* [SET PROBLEM A] Copy the part of the forum thread on wireless chargers between "So its like" and "developing this technology.", inclusive.

* [READING TEXT]
* * *

# 'Wireless' chargers?



## AE35Unit (Oct 18, 2010)

How the heck does this work??
(and why is it tagged under Health and Beauty)

Duracell myGrid Mobile Device Charging Pad: Amazon.co.uk: Health & Beauty


----------



## chrispenycate (Oct 18, 2010)

If 'twere me (which it isn't) I'd put a coil in the flat bit, a high frequency oscillator in the edge, and a little ferrite coil, rectifier and overcharge logic in the little receiver units that plug in behind your phone. A little wasteful of energy, but we're not trying to make it boil a kettle.

The first use of this type of powering was in surgically installed pacemakers. It might well stay in health for surgically imbedded mobile phones/beepers/locators. Install a GPS in your baby, with remote interrogation, with a one of these under the blanket in his cot; you might never have to wonder where you left the pram again.

More worrying; why did people who had bought it frequently buy Tony Blair's memoirs? Are they rechargeable?


----------



## AE35Unit (Oct 18, 2010)

chrispenycate said:


> If 'twere me (which it isn't) I'd put a coil in the flat bit, a high frequency oscillator in the edge, and a little ferrite coil, rectifier and overcharge logic in the little receiver units that plug in behind your phone. A little wasteful of energy, but we're not trying to make it boil a kettle.
> 
> The first use of this type of powering was in surgically installed pacemakers. It might well stay in health for surgically imbedded mobile phones/beepers/locators. Install a GPS in your baby, with remote interrogation, with a one of these under the blanket in his cot; you might never have to wonder where you left the pram again.
> 
> More worrying; why did people who had bought it frequently buy Tony Blair's memoirs? Are they rechargeable?


So its like an induction coil! 
As for Tony Bleh's memoirs, lets hope theyre recyclable!


----------



## Simple Simon (Oct 23, 2010)

Here is a TED video (10 min) about how some MIT guys went about developing this technology. 

Eric Giler demos wireless electricity | Video on TED.com

Considering Tesla back in the day was said to have demonstrated wireless energy this can't really be considered a new technology. We also have the more common form of wireless energy based on harnessing electromagnetic energy in the local environment, solar power. 

What I don't like seeing as Chris above put it is inefficient devices which this most certainly is. In an age of anthropomorphic global warming I think it is a pretty silly idea to be increasing energy uses by 50% (according to the TED video) when we are concurrently pushing to reduce consumption. Most wireless devices are built with low power consumption in mind and can last long periods on battery power. I recently did my thesis on low powered wireless devices which were looking at 3 - 10 year battery life.

On the other hand if this or similar technology can be pushed to 80%+ efficiency it could become a bit more than a gimmick product.


----------

* * *

* [RECORDS FOR THIS EXERCISE]
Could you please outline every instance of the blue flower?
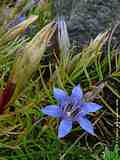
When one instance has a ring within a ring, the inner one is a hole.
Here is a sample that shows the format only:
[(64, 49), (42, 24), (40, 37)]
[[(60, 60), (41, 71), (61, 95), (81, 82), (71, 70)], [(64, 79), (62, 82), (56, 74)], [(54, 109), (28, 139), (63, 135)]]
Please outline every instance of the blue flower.
[(90, 112), (96, 112), (102, 106), (92, 102), (84, 102), (79, 84), (73, 88), (71, 96), (58, 88), (54, 88), (53, 94), (59, 105), (48, 105), (41, 111), (49, 116), (60, 118), (58, 137), (66, 136), (72, 129), (74, 122), (78, 122), (82, 129), (94, 135), (94, 128), (86, 115)]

* * *

* [SET PROBLEM B] Please write out every line of the listing above again, wording included, leaving the pictures out. Multiply each coordinate of the outline on the listing's last line by 1.65 and round to whole numbers, with halves rounding up, while the numbers on all other lines stay as they are.

* [EXERCISE RESULT A]
So its like an induction coil! 
As for Tony Bleh's memoirs, lets hope theyre recyclable!


----------



## Simple Simon (Oct 23, 2010)

Here is a TED video (10 min) about how some MIT guys went about developing this technology.

* [EXERCISE RESULT B]
Could you please outline every instance of the blue flower?
When one instance has a ring within a ring, the inner one is a hole.
Here is a sample that shows the format only:
[(64, 49), (42, 24), (40, 37)]
[[(60, 60), (41, 71), (61, 95), (81, 82), (71, 70)], [(64, 79), (62, 82), (56, 74)], [(54, 109), (28, 139), (63, 135)]]
Please outline every instance of the blue flower.
[(149, 185), (158, 185), (168, 175), (152, 168), (139, 168), (130, 139), (120, 145), (117, 158), (96, 145), (89, 145), (87, 155), (97, 173), (79, 173), (68, 183), (81, 191), (99, 195), (96, 226), (109, 224), (119, 213), (122, 201), (129, 201), (135, 213), (155, 223), (155, 211), (142, 190)]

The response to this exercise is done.